• [AVAILABLE RECORDS]

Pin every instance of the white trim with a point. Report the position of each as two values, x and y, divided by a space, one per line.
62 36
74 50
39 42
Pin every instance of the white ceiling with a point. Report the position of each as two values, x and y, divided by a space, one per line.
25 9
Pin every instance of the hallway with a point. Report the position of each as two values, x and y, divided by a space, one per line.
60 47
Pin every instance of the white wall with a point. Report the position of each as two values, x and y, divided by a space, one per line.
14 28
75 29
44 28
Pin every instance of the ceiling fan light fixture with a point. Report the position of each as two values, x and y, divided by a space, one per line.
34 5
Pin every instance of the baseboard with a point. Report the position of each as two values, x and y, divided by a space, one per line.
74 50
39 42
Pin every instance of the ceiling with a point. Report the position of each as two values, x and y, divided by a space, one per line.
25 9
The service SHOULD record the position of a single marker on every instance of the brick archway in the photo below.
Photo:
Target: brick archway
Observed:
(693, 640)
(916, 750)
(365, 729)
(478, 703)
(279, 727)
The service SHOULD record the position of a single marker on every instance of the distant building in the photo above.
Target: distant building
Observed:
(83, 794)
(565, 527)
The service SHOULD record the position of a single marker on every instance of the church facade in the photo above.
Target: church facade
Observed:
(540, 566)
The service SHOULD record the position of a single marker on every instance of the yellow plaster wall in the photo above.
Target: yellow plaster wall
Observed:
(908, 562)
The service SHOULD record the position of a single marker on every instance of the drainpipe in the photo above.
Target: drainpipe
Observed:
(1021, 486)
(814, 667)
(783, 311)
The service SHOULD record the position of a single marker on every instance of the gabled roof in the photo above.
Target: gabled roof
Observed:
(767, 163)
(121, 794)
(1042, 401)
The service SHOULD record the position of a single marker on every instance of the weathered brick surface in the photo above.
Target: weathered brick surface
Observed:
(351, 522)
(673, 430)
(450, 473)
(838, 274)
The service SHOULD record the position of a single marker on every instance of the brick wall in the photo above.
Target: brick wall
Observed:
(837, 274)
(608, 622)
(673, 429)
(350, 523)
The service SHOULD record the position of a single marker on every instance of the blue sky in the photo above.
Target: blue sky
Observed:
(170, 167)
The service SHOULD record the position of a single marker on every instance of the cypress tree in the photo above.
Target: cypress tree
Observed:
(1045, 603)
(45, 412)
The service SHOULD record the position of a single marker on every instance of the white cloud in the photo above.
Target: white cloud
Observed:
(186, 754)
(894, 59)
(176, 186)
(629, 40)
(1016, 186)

• [ACTIVITY] Please reproduce the material above exactly, line by line.

• [EXERCISE RESPONSE]
Pin every instance of the white trim with a point. Report the position of each as two values, x and y, divided by a space, one per line.
62 36
74 50
39 42
Pin every instance of the white ceiling with a point. Report the position of each as two values, x and y, divided by a space, one per line.
25 9
Pin every instance of the hallway with a point. Report the position of each as two values, x and y, divided by a space, one per line.
60 47
Pin every instance of the white wall with a point. Report the position of each as two values, x and y, divided by a space, one per line.
14 28
75 29
44 28
Pin every instance of the ceiling fan light fixture with a point. Report the position of each as two values, x and y, divided by a space, one per line.
34 5
Pin every instance of the baseboard with a point. Report the position of each as two values, x and y, divided by a space, one per line.
74 50
39 42
Pin every instance of the ceiling with a point. Report the position of each as two values, x and y, divided by a space, one per line.
25 9
The service SHOULD record the position of a single marker on every instance of the brick archway in the photo below.
Photo:
Target: brick archway
Observed:
(693, 640)
(916, 750)
(365, 729)
(478, 703)
(279, 727)
The service SHOULD record the position of a single marker on every instance of the distant building in the photo above.
Target: distant building
Observed:
(83, 794)
(565, 527)
The service SHOULD record the position of a single marker on every instance of the church facade in the photo above.
Target: church facade
Observed:
(540, 566)
The service SHOULD record the position of a single marker on every instance of the yellow plaster wall in the photo above.
Target: yellow plaster wall
Observed:
(908, 562)
The service SHOULD record the position of a single marker on every instance of the drainpipe in the photo above.
Target: drainpipe
Observed:
(1021, 486)
(814, 667)
(783, 311)
The service SHOULD record the position of a single marker on every instance of the gabled roof in the photo above.
Target: gabled roof
Observed:
(767, 163)
(121, 794)
(1042, 401)
The service SHOULD record the position of a single marker on every instance of the weathered brick surface in the photo above.
Target: weathered brick surface
Observed:
(351, 522)
(673, 430)
(450, 473)
(838, 274)
The service SHOULD record the position of a single marker on every instance of the brick wall in the photo above.
Target: brick wall
Observed:
(837, 274)
(608, 622)
(673, 429)
(350, 523)
The service SHOULD record the position of a single marker on every instance of the blue sky in the photo above.
Target: blue sky
Observed:
(170, 167)
The service SHOULD record the position of a single marker on every instance of the cypress tree in the photo above.
Target: cypress tree
Observed:
(1045, 603)
(45, 412)
The service SHOULD record the position of a single marker on every instance of the white cloud in the photo above.
Target: white cloud
Observed:
(186, 754)
(894, 59)
(176, 186)
(629, 40)
(1016, 186)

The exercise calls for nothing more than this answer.